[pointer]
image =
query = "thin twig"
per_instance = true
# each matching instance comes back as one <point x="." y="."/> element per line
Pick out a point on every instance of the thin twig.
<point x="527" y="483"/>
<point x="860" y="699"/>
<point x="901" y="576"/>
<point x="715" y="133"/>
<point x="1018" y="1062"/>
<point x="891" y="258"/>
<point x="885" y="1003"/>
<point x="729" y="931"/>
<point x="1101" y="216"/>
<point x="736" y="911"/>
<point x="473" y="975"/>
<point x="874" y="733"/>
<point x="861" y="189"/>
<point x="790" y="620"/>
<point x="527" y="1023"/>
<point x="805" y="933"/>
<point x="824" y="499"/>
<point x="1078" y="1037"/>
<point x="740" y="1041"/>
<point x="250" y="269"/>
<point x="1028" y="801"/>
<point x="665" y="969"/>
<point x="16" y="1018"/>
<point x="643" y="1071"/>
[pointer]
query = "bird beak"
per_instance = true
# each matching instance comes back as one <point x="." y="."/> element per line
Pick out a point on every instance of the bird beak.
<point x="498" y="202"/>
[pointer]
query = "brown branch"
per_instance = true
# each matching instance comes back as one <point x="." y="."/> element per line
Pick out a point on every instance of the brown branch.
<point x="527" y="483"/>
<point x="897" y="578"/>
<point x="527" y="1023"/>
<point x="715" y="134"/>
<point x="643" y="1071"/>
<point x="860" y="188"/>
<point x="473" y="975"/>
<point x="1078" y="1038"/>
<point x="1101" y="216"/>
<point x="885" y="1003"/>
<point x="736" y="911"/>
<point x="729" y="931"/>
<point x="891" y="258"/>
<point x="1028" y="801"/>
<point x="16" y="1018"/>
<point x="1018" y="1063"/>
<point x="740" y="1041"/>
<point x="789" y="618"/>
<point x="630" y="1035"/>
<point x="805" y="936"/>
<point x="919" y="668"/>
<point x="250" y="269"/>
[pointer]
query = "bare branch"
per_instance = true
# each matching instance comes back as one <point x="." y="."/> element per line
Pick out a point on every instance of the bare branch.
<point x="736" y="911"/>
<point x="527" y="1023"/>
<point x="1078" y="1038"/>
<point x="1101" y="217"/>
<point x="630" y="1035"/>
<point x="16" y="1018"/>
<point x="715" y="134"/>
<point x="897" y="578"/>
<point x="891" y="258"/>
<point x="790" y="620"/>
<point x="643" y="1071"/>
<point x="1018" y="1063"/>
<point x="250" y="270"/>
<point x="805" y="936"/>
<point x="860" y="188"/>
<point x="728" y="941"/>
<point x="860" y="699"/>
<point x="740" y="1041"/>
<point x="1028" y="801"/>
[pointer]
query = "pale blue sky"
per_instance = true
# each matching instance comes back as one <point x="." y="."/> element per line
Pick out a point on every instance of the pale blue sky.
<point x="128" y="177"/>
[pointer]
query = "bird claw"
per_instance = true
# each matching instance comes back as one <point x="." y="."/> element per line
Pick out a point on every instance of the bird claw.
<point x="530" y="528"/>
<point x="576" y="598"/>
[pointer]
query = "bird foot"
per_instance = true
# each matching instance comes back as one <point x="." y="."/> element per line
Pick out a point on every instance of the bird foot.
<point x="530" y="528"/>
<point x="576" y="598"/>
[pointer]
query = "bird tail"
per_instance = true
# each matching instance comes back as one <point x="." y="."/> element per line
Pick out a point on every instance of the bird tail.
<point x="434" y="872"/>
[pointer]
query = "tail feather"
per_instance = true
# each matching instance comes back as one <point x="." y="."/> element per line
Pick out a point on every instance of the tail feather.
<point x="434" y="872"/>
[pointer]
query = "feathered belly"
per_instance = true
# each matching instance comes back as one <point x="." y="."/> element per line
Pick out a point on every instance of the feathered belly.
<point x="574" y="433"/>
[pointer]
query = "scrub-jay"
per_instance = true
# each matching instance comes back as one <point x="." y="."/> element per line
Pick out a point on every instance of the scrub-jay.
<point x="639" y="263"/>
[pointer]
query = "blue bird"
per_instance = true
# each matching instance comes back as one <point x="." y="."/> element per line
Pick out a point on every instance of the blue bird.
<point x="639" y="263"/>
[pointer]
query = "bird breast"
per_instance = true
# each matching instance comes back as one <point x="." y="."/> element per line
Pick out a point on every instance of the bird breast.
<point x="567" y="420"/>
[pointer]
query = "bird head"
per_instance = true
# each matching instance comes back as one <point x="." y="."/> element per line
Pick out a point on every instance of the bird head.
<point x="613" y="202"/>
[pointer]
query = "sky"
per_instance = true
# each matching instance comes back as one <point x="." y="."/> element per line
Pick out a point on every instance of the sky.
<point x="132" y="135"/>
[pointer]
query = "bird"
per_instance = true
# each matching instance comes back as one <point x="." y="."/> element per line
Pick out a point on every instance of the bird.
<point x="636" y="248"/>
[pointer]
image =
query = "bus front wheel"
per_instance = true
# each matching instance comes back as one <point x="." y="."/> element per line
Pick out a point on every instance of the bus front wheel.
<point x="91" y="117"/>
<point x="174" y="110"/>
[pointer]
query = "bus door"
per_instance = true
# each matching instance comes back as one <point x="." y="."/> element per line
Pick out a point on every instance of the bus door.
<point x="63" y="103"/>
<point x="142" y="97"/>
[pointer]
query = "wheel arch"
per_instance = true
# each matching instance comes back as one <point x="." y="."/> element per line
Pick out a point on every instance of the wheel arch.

****************

What is needed: Recopy all the lines exactly as they appear.

Final answer:
[pointer]
image =
query = "thin twig"
per_instance = true
# each matching instance comes back as one <point x="." y="."/> element per line
Pick out a point on every instance of the thin twig.
<point x="527" y="483"/>
<point x="860" y="699"/>
<point x="901" y="576"/>
<point x="715" y="133"/>
<point x="1018" y="1062"/>
<point x="891" y="258"/>
<point x="885" y="1003"/>
<point x="729" y="931"/>
<point x="1101" y="216"/>
<point x="736" y="911"/>
<point x="473" y="975"/>
<point x="874" y="733"/>
<point x="861" y="189"/>
<point x="790" y="620"/>
<point x="527" y="1023"/>
<point x="805" y="933"/>
<point x="824" y="499"/>
<point x="1078" y="1037"/>
<point x="740" y="1041"/>
<point x="250" y="269"/>
<point x="1028" y="801"/>
<point x="665" y="969"/>
<point x="16" y="1018"/>
<point x="643" y="1071"/>
[pointer]
query = "bird beak"
per_instance = true
# each matching instance comes back as one <point x="." y="."/> element per line
Pick out a point on every instance of the bird beak.
<point x="498" y="202"/>
[pointer]
query = "brown branch"
per_instance = true
# each matching instance comes back as one <point x="." y="."/> element per line
Pick out a point on every instance of the brown branch.
<point x="527" y="483"/>
<point x="897" y="578"/>
<point x="527" y="1023"/>
<point x="715" y="134"/>
<point x="643" y="1071"/>
<point x="860" y="188"/>
<point x="473" y="975"/>
<point x="1078" y="1038"/>
<point x="1101" y="216"/>
<point x="885" y="1003"/>
<point x="736" y="911"/>
<point x="729" y="931"/>
<point x="891" y="258"/>
<point x="1028" y="801"/>
<point x="16" y="1018"/>
<point x="1018" y="1063"/>
<point x="740" y="1041"/>
<point x="789" y="618"/>
<point x="630" y="1035"/>
<point x="805" y="936"/>
<point x="919" y="668"/>
<point x="250" y="269"/>
[pointer]
query = "bare branch"
per_instance = true
# each matching instance comes back as one <point x="." y="."/> element per line
Pick out a point on every instance of the bare branch.
<point x="736" y="911"/>
<point x="527" y="1023"/>
<point x="1078" y="1038"/>
<point x="1101" y="217"/>
<point x="630" y="1035"/>
<point x="16" y="1018"/>
<point x="715" y="134"/>
<point x="897" y="578"/>
<point x="891" y="258"/>
<point x="790" y="620"/>
<point x="643" y="1071"/>
<point x="1018" y="1063"/>
<point x="250" y="270"/>
<point x="805" y="936"/>
<point x="860" y="188"/>
<point x="728" y="941"/>
<point x="860" y="699"/>
<point x="740" y="1041"/>
<point x="1028" y="801"/>
[pointer]
query = "pale blue sky"
per_instance = true
# each matching instance comes back as one <point x="." y="."/> element per line
Pick out a point on every instance of the pale blue sky.
<point x="128" y="177"/>
[pointer]
query = "bird claw"
per_instance = true
# each matching instance comes back as one <point x="." y="."/> element per line
Pick out a point on every instance of the bird claw.
<point x="530" y="528"/>
<point x="576" y="598"/>
[pointer]
query = "bird foot"
per_instance = true
# each matching instance comes back as one <point x="." y="."/> element per line
Pick out a point on every instance of the bird foot.
<point x="530" y="528"/>
<point x="576" y="598"/>
[pointer]
query = "bird tail"
per_instance = true
# each matching instance comes back as one <point x="." y="."/> element per line
Pick out a point on every instance of the bird tail.
<point x="434" y="872"/>
[pointer]
query = "tail feather"
per_instance = true
# each matching instance comes back as one <point x="." y="."/> element per line
Pick out a point on every instance of the tail feather.
<point x="434" y="872"/>
[pointer]
query = "feathered belly"
per_instance = true
# each matching instance comes back as one <point x="." y="."/> element per line
Pick out a point on every instance of the feathered belly.
<point x="574" y="433"/>
[pointer]
query = "scrub-jay"
per_instance = true
# each matching instance comes back as one <point x="." y="."/> element per line
Pick out a point on every instance of the scrub-jay.
<point x="639" y="263"/>
[pointer]
query = "blue bird"
per_instance = true
# each matching instance comes back as one <point x="." y="."/> element per line
Pick out a point on every instance of the blue bird.
<point x="639" y="263"/>
[pointer]
query = "bird breast"
per_instance = true
# each matching instance comes back as one <point x="." y="."/> element per line
Pick out a point on every instance of the bird breast.
<point x="567" y="420"/>
[pointer]
query = "bird head"
per_instance = true
# each matching instance comes back as one <point x="." y="."/> element per line
Pick out a point on every instance of the bird head.
<point x="613" y="202"/>
[pointer]
query = "sky"
per_instance = true
# each matching instance comes back as one <point x="." y="."/> element per line
Pick out a point on every instance of the sky.
<point x="132" y="135"/>
[pointer]
query = "bird"
per_instance = true
# each matching instance comes back as one <point x="." y="."/> element per line
Pick out a point on every instance of the bird.
<point x="636" y="248"/>
[pointer]
image =
query = "bus front wheel"
per_instance = true
# each matching instance comes back as one <point x="." y="."/> element per line
Pick out a point on every instance of the bus front wheel.
<point x="91" y="117"/>
<point x="174" y="110"/>
[pointer]
query = "bus door"
per_instance = true
# each matching instance comes back as one <point x="." y="."/> element per line
Pick out a point on every instance of the bus door.
<point x="63" y="103"/>
<point x="142" y="97"/>
[pointer]
query = "wheel arch"
per_instance = true
# each matching instance comes back as one <point x="." y="."/> element per line
Pick out a point on every instance of the wheel arch.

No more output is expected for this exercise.